Without the pictures, write out all the lines below exactly as they appear.

Referring expression pointing data:
□ □ □ □

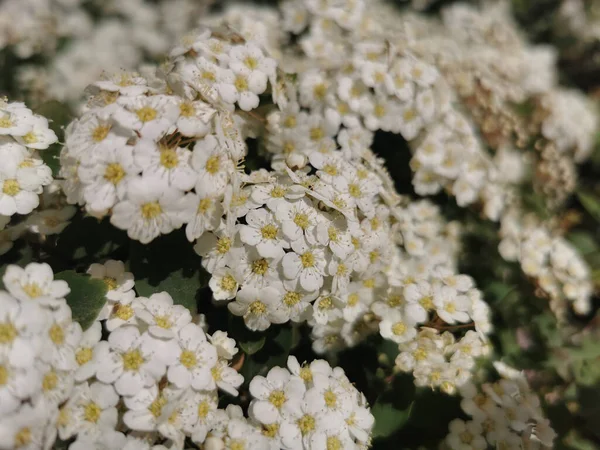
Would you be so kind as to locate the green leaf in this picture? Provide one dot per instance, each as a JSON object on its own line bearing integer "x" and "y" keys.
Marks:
{"x": 590, "y": 202}
{"x": 388, "y": 418}
{"x": 169, "y": 264}
{"x": 87, "y": 296}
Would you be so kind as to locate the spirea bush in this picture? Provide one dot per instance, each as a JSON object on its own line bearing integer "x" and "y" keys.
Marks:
{"x": 324, "y": 225}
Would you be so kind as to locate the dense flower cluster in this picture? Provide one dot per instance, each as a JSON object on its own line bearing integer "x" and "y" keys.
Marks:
{"x": 505, "y": 414}
{"x": 38, "y": 361}
{"x": 555, "y": 265}
{"x": 310, "y": 406}
{"x": 154, "y": 379}
{"x": 26, "y": 185}
{"x": 86, "y": 38}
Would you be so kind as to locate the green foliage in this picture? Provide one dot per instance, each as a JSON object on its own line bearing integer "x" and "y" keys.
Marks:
{"x": 169, "y": 264}
{"x": 87, "y": 296}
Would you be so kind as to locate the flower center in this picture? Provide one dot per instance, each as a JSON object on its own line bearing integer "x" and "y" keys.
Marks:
{"x": 306, "y": 423}
{"x": 399, "y": 328}
{"x": 426, "y": 302}
{"x": 3, "y": 375}
{"x": 111, "y": 283}
{"x": 302, "y": 220}
{"x": 100, "y": 132}
{"x": 353, "y": 299}
{"x": 146, "y": 113}
{"x": 330, "y": 169}
{"x": 92, "y": 412}
{"x": 308, "y": 260}
{"x": 188, "y": 359}
{"x": 23, "y": 437}
{"x": 50, "y": 381}
{"x": 223, "y": 245}
{"x": 291, "y": 298}
{"x": 333, "y": 443}
{"x": 84, "y": 355}
{"x": 186, "y": 109}
{"x": 114, "y": 173}
{"x": 8, "y": 333}
{"x": 151, "y": 210}
{"x": 213, "y": 165}
{"x": 257, "y": 308}
{"x": 290, "y": 122}
{"x": 269, "y": 231}
{"x": 132, "y": 360}
{"x": 56, "y": 334}
{"x": 330, "y": 398}
{"x": 204, "y": 205}
{"x": 270, "y": 430}
{"x": 316, "y": 134}
{"x": 11, "y": 187}
{"x": 156, "y": 406}
{"x": 5, "y": 122}
{"x": 241, "y": 84}
{"x": 203, "y": 409}
{"x": 320, "y": 90}
{"x": 354, "y": 190}
{"x": 277, "y": 192}
{"x": 260, "y": 266}
{"x": 123, "y": 312}
{"x": 163, "y": 322}
{"x": 168, "y": 158}
{"x": 277, "y": 399}
{"x": 30, "y": 138}
{"x": 228, "y": 283}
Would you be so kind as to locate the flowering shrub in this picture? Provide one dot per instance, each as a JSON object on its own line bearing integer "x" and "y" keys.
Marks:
{"x": 323, "y": 225}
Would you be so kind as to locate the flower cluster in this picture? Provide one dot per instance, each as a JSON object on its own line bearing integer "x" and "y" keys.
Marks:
{"x": 310, "y": 406}
{"x": 38, "y": 355}
{"x": 549, "y": 259}
{"x": 25, "y": 180}
{"x": 504, "y": 414}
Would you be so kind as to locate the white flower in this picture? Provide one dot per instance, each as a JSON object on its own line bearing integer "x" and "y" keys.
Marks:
{"x": 51, "y": 221}
{"x": 112, "y": 272}
{"x": 206, "y": 213}
{"x": 451, "y": 306}
{"x": 20, "y": 327}
{"x": 169, "y": 164}
{"x": 275, "y": 395}
{"x": 63, "y": 337}
{"x": 106, "y": 176}
{"x": 242, "y": 85}
{"x": 225, "y": 378}
{"x": 259, "y": 307}
{"x": 132, "y": 364}
{"x": 150, "y": 116}
{"x": 19, "y": 188}
{"x": 263, "y": 232}
{"x": 39, "y": 136}
{"x": 195, "y": 359}
{"x": 163, "y": 318}
{"x": 195, "y": 118}
{"x": 225, "y": 346}
{"x": 26, "y": 429}
{"x": 213, "y": 166}
{"x": 90, "y": 410}
{"x": 465, "y": 435}
{"x": 36, "y": 283}
{"x": 87, "y": 352}
{"x": 151, "y": 209}
{"x": 305, "y": 265}
{"x": 397, "y": 328}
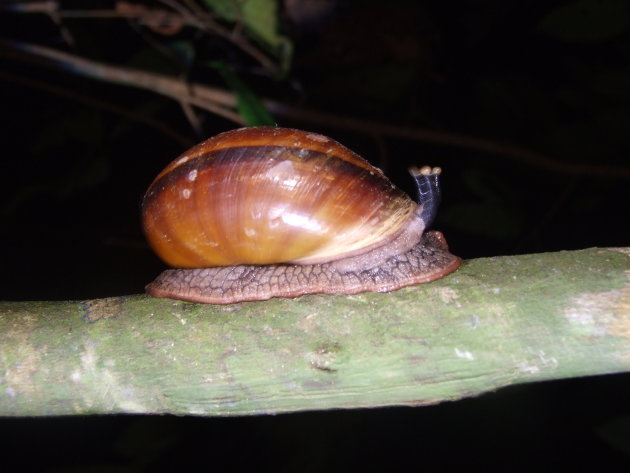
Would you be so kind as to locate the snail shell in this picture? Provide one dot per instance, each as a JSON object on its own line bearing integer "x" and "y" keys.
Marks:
{"x": 273, "y": 205}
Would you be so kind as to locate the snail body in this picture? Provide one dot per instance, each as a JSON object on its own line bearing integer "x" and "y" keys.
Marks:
{"x": 262, "y": 212}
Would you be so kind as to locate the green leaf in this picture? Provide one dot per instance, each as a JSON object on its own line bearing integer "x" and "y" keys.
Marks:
{"x": 260, "y": 18}
{"x": 249, "y": 106}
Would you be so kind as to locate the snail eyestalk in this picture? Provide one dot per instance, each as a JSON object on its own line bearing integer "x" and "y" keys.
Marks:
{"x": 429, "y": 191}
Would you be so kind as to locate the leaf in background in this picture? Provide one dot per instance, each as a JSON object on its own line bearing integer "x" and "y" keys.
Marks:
{"x": 248, "y": 104}
{"x": 260, "y": 18}
{"x": 588, "y": 21}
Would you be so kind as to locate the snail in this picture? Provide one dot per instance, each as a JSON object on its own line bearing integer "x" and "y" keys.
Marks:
{"x": 265, "y": 212}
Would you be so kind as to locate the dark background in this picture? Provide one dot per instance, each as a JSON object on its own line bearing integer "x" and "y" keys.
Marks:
{"x": 549, "y": 77}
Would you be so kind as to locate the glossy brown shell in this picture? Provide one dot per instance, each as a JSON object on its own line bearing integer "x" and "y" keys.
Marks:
{"x": 269, "y": 195}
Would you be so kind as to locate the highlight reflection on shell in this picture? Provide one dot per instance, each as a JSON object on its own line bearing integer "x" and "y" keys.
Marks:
{"x": 270, "y": 195}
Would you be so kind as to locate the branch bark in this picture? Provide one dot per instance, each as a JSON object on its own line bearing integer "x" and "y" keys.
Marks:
{"x": 495, "y": 322}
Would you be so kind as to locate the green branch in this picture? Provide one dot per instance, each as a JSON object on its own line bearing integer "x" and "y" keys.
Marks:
{"x": 495, "y": 322}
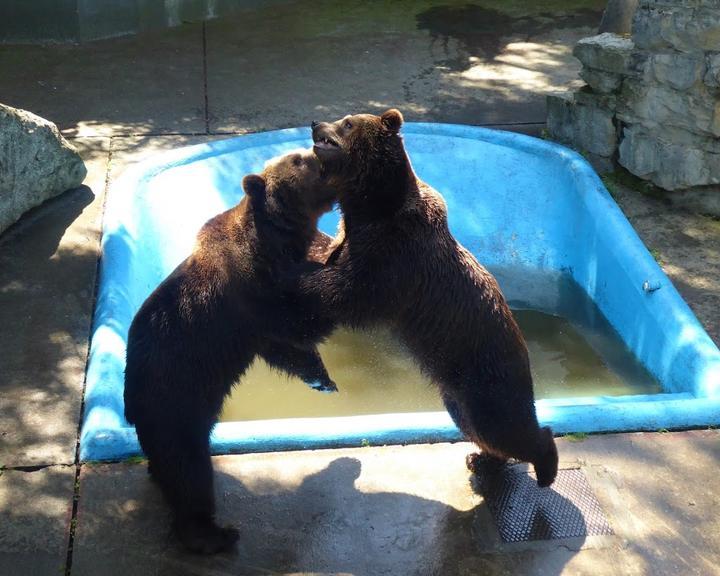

□ □ □ □

- Problem solution -
Would you be so kind as to locate the green leaf in this picture? Provide one dot per instance, each as a JSON object on its own line bearing integer "x" and "y" keys.
Marks:
{"x": 590, "y": 202}
{"x": 388, "y": 418}
{"x": 169, "y": 264}
{"x": 87, "y": 296}
Would you be so kind as to locate the spirea bush in this picture? Provide one dot per instance, each as a JSON object on its own line bearing integer "x" and "y" keys.
Marks:
{"x": 324, "y": 225}
Would you be so kind as to locate the dense flower cluster in this picture? Provide one dot per instance, each as a JSON object on its own line bearing integer "x" and "y" keys.
Marks:
{"x": 505, "y": 414}
{"x": 38, "y": 361}
{"x": 555, "y": 265}
{"x": 310, "y": 406}
{"x": 154, "y": 379}
{"x": 26, "y": 185}
{"x": 86, "y": 38}
Would you be so kind as to locate the green foliage in this picture? Provide one dot per instance, each as a JSON object on its own line bearing integer "x" and "y" keys.
Marks:
{"x": 169, "y": 264}
{"x": 87, "y": 296}
Would you be so kind as to locate the flower center in this picture? Provide one dot per instance, each as a JSON object on its own line bearing integer "x" and "y" keys.
Marks:
{"x": 306, "y": 423}
{"x": 399, "y": 328}
{"x": 426, "y": 302}
{"x": 3, "y": 375}
{"x": 111, "y": 283}
{"x": 302, "y": 220}
{"x": 100, "y": 132}
{"x": 353, "y": 299}
{"x": 146, "y": 113}
{"x": 330, "y": 169}
{"x": 92, "y": 412}
{"x": 308, "y": 260}
{"x": 188, "y": 359}
{"x": 23, "y": 437}
{"x": 50, "y": 381}
{"x": 223, "y": 245}
{"x": 291, "y": 298}
{"x": 333, "y": 443}
{"x": 84, "y": 355}
{"x": 186, "y": 109}
{"x": 114, "y": 173}
{"x": 8, "y": 333}
{"x": 151, "y": 210}
{"x": 213, "y": 165}
{"x": 257, "y": 308}
{"x": 290, "y": 122}
{"x": 269, "y": 231}
{"x": 132, "y": 360}
{"x": 56, "y": 334}
{"x": 330, "y": 398}
{"x": 204, "y": 205}
{"x": 270, "y": 430}
{"x": 316, "y": 134}
{"x": 11, "y": 187}
{"x": 156, "y": 406}
{"x": 5, "y": 122}
{"x": 241, "y": 84}
{"x": 203, "y": 409}
{"x": 320, "y": 90}
{"x": 354, "y": 190}
{"x": 277, "y": 192}
{"x": 260, "y": 266}
{"x": 123, "y": 312}
{"x": 163, "y": 322}
{"x": 168, "y": 158}
{"x": 277, "y": 399}
{"x": 30, "y": 138}
{"x": 228, "y": 283}
Would you be so kind as to locate the flowering shrub in this picture? Provide one dot per instance, each as a JSON object on its own line bearing integer "x" and "y" keys.
Marks:
{"x": 323, "y": 225}
Would you be so kind as to locate the flower cluster in this picture? Provide one dot per instance, each as a JSON object on its own line bearing integer "x" and "y" keys.
Marks:
{"x": 310, "y": 406}
{"x": 38, "y": 355}
{"x": 549, "y": 259}
{"x": 25, "y": 180}
{"x": 504, "y": 414}
Would you be so kind as to locate the white flower in this picture? Provide one dot per instance, each as a JSON object on its own line bearing integer "x" and "y" keys.
Marks:
{"x": 51, "y": 221}
{"x": 112, "y": 272}
{"x": 206, "y": 213}
{"x": 451, "y": 306}
{"x": 20, "y": 327}
{"x": 169, "y": 164}
{"x": 275, "y": 395}
{"x": 63, "y": 337}
{"x": 106, "y": 176}
{"x": 242, "y": 85}
{"x": 225, "y": 378}
{"x": 259, "y": 307}
{"x": 132, "y": 364}
{"x": 150, "y": 116}
{"x": 19, "y": 188}
{"x": 263, "y": 232}
{"x": 39, "y": 136}
{"x": 195, "y": 359}
{"x": 163, "y": 318}
{"x": 195, "y": 118}
{"x": 225, "y": 346}
{"x": 26, "y": 429}
{"x": 213, "y": 166}
{"x": 90, "y": 410}
{"x": 465, "y": 435}
{"x": 36, "y": 283}
{"x": 87, "y": 352}
{"x": 151, "y": 209}
{"x": 305, "y": 265}
{"x": 397, "y": 328}
Would you be so kind as to locate the snail shell in this picture? Provide one dot per instance, each as a JSON object on its own line bearing integer "x" and "y" keys.
Marks:
{"x": 273, "y": 205}
Would you be so kind as to locate the snail body in this picture? Provide one dot per instance, each as a JSON object on its own line bearing integer "x" and "y" keys.
Marks:
{"x": 262, "y": 212}
Would you be so kind as to locate the green leaf in this picture? Provide one dot per instance, each as a JSON object on its own line bearing integer "x" and "y" keys.
Marks:
{"x": 260, "y": 18}
{"x": 249, "y": 106}
Would you be so kind as to locate the snail eyestalk in this picture? Provide one dot per instance, each as a JSON object on its own line bearing integer "x" and "y" keys.
Marks:
{"x": 429, "y": 191}
Would you be so kind as to locate the leaf in background in this picture? Provide one dot per instance, each as a JSON object on its own line bearing integer "x" and "y" keys.
Marks:
{"x": 248, "y": 104}
{"x": 260, "y": 18}
{"x": 588, "y": 21}
Would you be so kind as to locate the snail in this picture? Provide one dot per instance, each as a JSON object on its own line bearing integer "x" and "y" keys.
Marks:
{"x": 265, "y": 212}
Would you be so kind as to locate the dark background in this picture? Provide one dot per instance, each as a JSON object on its own line bearing integer "x" and "y" keys.
Marks:
{"x": 549, "y": 77}
Would you be so kind as to locate the glossy brown shell in this picture? Provide one dot per instance, each as a JSON object on its own line bearing integer "x" and "y" keys.
Marks:
{"x": 269, "y": 195}
Would you be so kind as to locate the highlight reflection on shell in this picture? Provide one dot per instance, each as a JSON object on its own line bearing integer "x" and "y" keys.
Marks:
{"x": 270, "y": 195}
Would you be so kind as to locate the branch bark in this picture? Provide one dot per instance, each as a JSON object on its own line bearing integer "x" and "y" keys.
Marks:
{"x": 495, "y": 322}
Would you be so kind as to locate the green branch in this picture? Provide one dot per instance, each as a JSON object on its own line bearing integer "x" and "y" keys.
Marks:
{"x": 495, "y": 322}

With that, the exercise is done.